- _EXERCISE OBJECTIVE_
Copy out every line of the data where the word "wall" is found.

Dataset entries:
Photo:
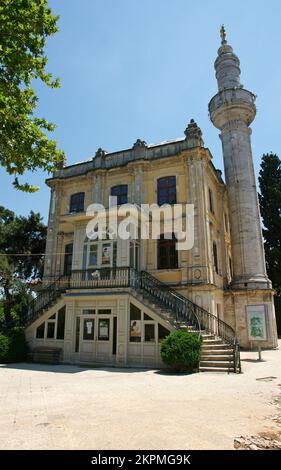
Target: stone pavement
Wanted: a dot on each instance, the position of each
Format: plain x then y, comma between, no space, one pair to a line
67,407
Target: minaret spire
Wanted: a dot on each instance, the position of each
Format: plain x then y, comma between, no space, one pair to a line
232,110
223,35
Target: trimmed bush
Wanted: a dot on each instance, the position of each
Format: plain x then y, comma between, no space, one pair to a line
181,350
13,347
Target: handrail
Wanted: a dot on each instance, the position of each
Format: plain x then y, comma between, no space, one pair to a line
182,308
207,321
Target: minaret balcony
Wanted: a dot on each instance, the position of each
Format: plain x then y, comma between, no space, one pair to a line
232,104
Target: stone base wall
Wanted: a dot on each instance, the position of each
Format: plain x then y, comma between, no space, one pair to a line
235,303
==
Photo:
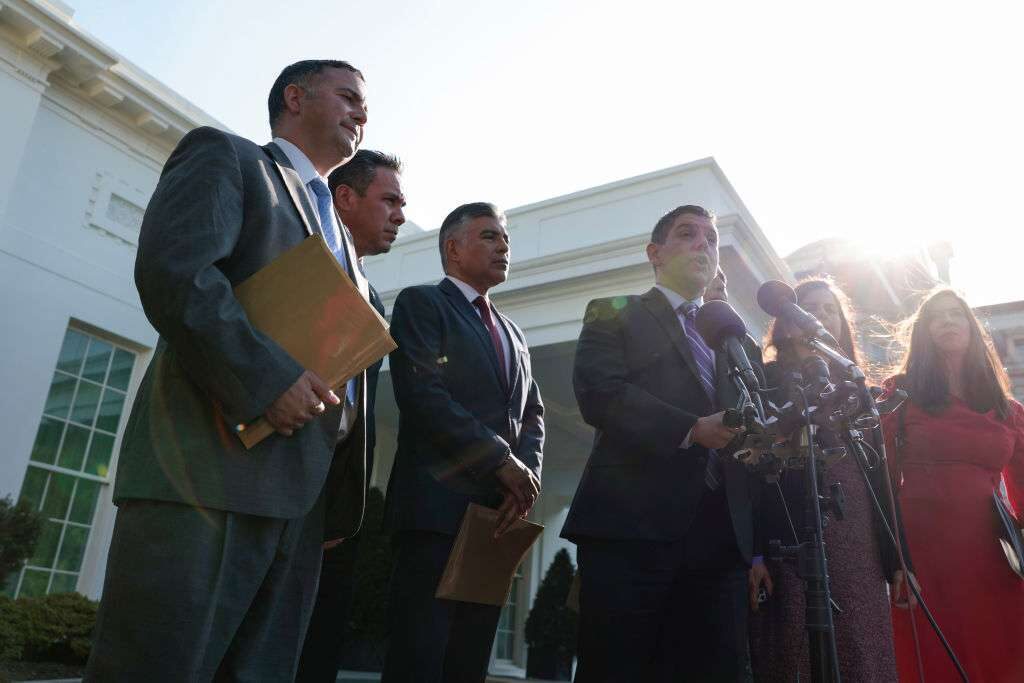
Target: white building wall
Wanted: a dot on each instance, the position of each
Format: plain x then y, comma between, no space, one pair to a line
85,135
---
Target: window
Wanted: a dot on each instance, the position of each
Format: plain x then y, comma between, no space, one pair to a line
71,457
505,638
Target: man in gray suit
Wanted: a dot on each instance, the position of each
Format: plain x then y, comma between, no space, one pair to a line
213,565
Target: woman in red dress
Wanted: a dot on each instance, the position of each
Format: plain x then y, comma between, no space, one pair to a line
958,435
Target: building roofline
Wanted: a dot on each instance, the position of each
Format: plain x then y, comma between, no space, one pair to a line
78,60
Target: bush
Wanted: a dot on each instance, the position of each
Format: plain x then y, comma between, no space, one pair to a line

- _SOLUTION TO THE EXERCISE_
Target: stone base wall
Target: white building wall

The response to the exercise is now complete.